→ TEXT SECTION:
The 40-day US and Israeli air campaign against Iran severely disrupted Chinese oil imports. The International Energy Agency reported that crude and oil product flows through the Strait of Hormuz plunged from around 20 million barrels per day before the war to a trickle, with traffic largely halted. Roughly a third of China’s total crude supply flows through the strait, and the closure affected shipments from Saudi Arabia, Iraq, and the UAE alongside Iranian flows.
The energy disruption has prompted a debate in Washington over whether the damage to Beijing’s oil imports was a strategic aim of the war. The Foundation for Defense of Democracies, a Washington-based national security think tank, Newsweek, CNBC, and senior Republican senators say it was. Foreign Policy argues the China impact was incidental. A two-week ceasefire announced Tuesday, with talks set to begin in Islamabad on Friday, may provide an answer.

→ STATED EXERCISE 1:
In the passage on the air campaign against Iran and China's oil imports, what share of China's total crude supply passes through the Strait of Hormuz?
→ STATED EXERCISE 2:
Pick up the passage on the air campaign against Iran and China's oil imports after its final sentence and carry it forward.

→ GIVEN DATA:

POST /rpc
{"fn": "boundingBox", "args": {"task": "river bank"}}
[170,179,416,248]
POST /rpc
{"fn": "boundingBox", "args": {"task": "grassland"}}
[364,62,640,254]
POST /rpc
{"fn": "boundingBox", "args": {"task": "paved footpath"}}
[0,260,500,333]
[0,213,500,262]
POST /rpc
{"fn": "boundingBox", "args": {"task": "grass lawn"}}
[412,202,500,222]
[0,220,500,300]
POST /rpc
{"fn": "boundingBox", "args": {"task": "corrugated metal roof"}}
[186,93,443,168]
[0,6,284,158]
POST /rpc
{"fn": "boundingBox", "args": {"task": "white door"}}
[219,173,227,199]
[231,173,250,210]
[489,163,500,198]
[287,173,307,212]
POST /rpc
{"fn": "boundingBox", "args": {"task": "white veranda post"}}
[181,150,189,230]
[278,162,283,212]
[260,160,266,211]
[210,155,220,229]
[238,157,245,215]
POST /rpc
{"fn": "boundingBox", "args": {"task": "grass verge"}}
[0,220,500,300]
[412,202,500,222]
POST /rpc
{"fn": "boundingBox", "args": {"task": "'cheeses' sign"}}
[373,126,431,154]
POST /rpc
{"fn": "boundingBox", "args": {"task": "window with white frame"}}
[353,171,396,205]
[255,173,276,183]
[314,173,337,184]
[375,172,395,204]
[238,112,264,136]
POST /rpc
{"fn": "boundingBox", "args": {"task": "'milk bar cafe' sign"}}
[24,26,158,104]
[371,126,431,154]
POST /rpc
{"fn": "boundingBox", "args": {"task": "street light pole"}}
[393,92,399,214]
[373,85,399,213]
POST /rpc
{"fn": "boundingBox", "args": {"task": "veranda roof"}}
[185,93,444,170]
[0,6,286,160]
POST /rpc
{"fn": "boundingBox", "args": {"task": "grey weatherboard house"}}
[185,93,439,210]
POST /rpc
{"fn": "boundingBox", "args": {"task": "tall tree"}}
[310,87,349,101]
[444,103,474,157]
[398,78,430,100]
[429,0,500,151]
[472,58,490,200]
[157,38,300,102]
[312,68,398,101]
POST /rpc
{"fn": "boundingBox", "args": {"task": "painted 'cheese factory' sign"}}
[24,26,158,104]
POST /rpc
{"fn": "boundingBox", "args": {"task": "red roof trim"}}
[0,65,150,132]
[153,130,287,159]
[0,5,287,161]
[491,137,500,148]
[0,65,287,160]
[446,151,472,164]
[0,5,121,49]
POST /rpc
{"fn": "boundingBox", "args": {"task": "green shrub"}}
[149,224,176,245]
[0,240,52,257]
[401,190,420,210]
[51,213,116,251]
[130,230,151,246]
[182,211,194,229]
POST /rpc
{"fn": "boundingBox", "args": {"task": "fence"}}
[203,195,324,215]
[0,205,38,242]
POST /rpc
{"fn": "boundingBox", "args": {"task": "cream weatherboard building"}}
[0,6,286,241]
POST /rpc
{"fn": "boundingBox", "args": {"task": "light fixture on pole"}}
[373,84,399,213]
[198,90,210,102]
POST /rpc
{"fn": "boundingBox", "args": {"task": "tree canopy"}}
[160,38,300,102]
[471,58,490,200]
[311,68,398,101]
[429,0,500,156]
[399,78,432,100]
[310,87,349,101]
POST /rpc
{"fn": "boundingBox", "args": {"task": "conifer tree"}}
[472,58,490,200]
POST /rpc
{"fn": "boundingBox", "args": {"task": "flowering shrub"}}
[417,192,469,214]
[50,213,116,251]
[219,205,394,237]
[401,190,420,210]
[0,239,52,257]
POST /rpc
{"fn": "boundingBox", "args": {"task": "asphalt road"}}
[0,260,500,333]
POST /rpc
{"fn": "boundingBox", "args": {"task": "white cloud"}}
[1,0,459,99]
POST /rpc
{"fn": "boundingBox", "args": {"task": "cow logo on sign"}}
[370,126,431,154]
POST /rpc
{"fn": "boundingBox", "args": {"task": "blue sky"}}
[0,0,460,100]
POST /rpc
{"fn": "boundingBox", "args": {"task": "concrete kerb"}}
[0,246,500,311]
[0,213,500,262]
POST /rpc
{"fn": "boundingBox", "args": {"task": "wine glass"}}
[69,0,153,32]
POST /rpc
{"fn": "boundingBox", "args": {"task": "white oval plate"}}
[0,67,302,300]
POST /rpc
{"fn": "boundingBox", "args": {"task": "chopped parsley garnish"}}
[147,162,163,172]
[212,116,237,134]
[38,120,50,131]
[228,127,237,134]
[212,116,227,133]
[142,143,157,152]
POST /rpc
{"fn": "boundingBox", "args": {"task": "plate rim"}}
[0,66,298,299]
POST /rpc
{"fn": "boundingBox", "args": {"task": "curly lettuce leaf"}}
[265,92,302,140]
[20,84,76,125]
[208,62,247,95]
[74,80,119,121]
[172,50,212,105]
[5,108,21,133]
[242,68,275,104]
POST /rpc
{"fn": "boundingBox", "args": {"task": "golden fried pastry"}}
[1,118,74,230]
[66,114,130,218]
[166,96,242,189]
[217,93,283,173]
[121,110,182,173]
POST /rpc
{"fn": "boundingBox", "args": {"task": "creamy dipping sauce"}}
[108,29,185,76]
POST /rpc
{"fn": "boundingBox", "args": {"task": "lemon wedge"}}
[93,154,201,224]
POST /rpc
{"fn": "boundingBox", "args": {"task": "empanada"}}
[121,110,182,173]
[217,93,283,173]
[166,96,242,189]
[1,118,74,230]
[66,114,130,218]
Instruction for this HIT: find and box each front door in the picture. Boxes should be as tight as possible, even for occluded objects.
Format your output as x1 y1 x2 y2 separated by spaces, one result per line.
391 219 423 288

→ REPLY 1:
Roughly a third of China's total crude supply flows through the strait.

→ REPLY 2:
Iranian oil flows to China dropped by nearly half after the war began
Before the war, China was importing roughly 1.4 million barrels per day of Iranian crude, about 13 percent of its total oil imports, with between 80 and 90 percent of Iranian exports flowing to Chinese buyers through covert ship-to-ship transfers off the coast of Malaysia. CNBC reported that Iran continued sending crude to China through the strait even during the war, with at least 11.7 million barrels shipped since Feb. 28 according to tanker tracking firm TankerTrackers.com, but flows were running at about 1.22 million barrels per day, down from 2.16 million in February.
Two months earlier, Washington had captured Venezuelan President Nicolás Maduro in a military operation and imposed a naval blockade that halted Venezuelan oil shipments, including the roughly 400,000 barrels per day that had been flowing to Chinese buyers. Trump signaled that US firms would eventually sell Venezuelan crude to global buyers once the local industry is rebuilt, but in the near term, China’s access to discounted Venezuelan oil was cut.
Foreign Policy argued on April 6 that these disruptions may prove temporary. Any successor government in Tehran will still need to sell oil, and Beijing will still be the obvious buyer.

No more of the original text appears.